= Short task =
Can you render all of the material below as a numbered list, leaving out any blank lines?

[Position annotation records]
* * * * * * *

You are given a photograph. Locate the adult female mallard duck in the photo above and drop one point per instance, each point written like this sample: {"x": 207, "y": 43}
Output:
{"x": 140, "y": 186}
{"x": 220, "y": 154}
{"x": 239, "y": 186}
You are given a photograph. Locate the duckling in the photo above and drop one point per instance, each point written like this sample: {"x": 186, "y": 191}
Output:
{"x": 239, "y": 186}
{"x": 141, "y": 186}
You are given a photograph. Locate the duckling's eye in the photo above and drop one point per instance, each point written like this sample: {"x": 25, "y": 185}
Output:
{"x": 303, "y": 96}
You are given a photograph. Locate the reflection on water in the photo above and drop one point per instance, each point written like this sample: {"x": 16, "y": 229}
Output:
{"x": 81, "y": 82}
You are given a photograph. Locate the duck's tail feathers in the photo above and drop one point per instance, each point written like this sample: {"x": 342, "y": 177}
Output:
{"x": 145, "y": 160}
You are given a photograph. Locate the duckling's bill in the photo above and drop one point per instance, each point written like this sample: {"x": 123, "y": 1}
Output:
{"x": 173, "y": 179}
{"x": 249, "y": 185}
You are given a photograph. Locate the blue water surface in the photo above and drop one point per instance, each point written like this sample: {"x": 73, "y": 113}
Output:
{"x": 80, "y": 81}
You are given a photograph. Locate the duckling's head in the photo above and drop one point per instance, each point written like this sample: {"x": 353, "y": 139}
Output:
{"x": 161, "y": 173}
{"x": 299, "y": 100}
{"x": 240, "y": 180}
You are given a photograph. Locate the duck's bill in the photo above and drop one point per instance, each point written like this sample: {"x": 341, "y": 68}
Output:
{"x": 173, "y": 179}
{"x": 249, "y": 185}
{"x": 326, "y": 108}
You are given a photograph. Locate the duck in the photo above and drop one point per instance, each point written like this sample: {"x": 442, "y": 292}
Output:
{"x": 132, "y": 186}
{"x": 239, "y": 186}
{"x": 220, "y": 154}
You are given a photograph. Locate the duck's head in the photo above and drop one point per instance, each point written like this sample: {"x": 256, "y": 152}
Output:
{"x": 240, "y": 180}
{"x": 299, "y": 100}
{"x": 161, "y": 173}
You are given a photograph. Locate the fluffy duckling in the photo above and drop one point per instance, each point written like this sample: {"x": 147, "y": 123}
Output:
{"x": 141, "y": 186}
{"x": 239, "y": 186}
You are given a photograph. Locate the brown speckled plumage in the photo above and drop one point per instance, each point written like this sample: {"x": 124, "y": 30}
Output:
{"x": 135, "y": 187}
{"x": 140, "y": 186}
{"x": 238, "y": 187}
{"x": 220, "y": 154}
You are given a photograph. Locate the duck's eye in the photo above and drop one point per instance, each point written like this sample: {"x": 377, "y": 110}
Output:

* * * * * * *

= Exercise response =
1. You are given a photograph. Locate the adult female mallard duck in the photo above and drop one point per instance, each point written like this sample: {"x": 207, "y": 43}
2. Output:
3. {"x": 140, "y": 186}
4. {"x": 220, "y": 154}
5. {"x": 239, "y": 186}
6. You are given a photograph. Locate the duckling in the photo above and drop one point per instance, each point written like this sample: {"x": 186, "y": 191}
7. Output:
8. {"x": 239, "y": 186}
9. {"x": 141, "y": 186}
10. You are given a photograph. Locate the duckling's eye in the photo above and drop one point per instance, each point written like this sample: {"x": 25, "y": 185}
11. Output:
12. {"x": 303, "y": 96}
13. You are given a photograph. Locate the reflection on water in the photo above and drop one point per instance, each point written like this sample: {"x": 16, "y": 229}
14. Output:
15. {"x": 81, "y": 82}
16. You are given a photograph. Locate the duck's tail feathers in the photo above and drop one point per instance, each point written like this sample: {"x": 342, "y": 177}
17. Output:
18. {"x": 145, "y": 160}
19. You are given a photograph. Locate the duckling's bill in the photo above and drop one point per instance, each point written like this sample: {"x": 123, "y": 1}
20. Output:
21. {"x": 173, "y": 179}
22. {"x": 249, "y": 185}
23. You are given a photograph. Locate the blue water surface in the photo above and drop one point per instance, each point written like this sample: {"x": 73, "y": 113}
24. Output:
25. {"x": 80, "y": 81}
26. You are given a photograph. Locate the duckling's head in the photo above and drop one point per instance, each point written like this sample: {"x": 353, "y": 139}
27. Output:
28. {"x": 161, "y": 173}
29. {"x": 299, "y": 100}
30. {"x": 240, "y": 180}
31. You are given a photograph. Locate the duck's bill in the photo above and drop one point per instance, each point written like this sample: {"x": 341, "y": 68}
32. Output:
33. {"x": 173, "y": 179}
34. {"x": 249, "y": 185}
35. {"x": 326, "y": 108}
36. You are given a photograph. Locate the duck in the photo above and drop one point per instance, each point written like this sample: {"x": 442, "y": 292}
37. Output:
38. {"x": 132, "y": 186}
39. {"x": 239, "y": 186}
40. {"x": 220, "y": 154}
41. You are given a photograph. Locate the duck's head in the photo above and drop one point per instance, each point written like this sample: {"x": 256, "y": 152}
42. Output:
43. {"x": 240, "y": 180}
44. {"x": 299, "y": 100}
45. {"x": 161, "y": 173}
46. You are given a photograph. Locate the fluffy duckling in the photo above and drop one point per instance, each point written like this sample: {"x": 147, "y": 123}
47. Output:
48. {"x": 141, "y": 186}
49. {"x": 239, "y": 186}
50. You are given a photograph. Locate the brown speckled plumage in the photo above and drop one point per instance, each point written like this sample: {"x": 124, "y": 30}
51. Output:
52. {"x": 135, "y": 187}
53. {"x": 140, "y": 186}
54. {"x": 238, "y": 187}
55. {"x": 220, "y": 154}
56. You are given a photograph. Locate the duck's eye in the photo above and drop one point per instance, each point written like this sample: {"x": 377, "y": 110}
57. Output:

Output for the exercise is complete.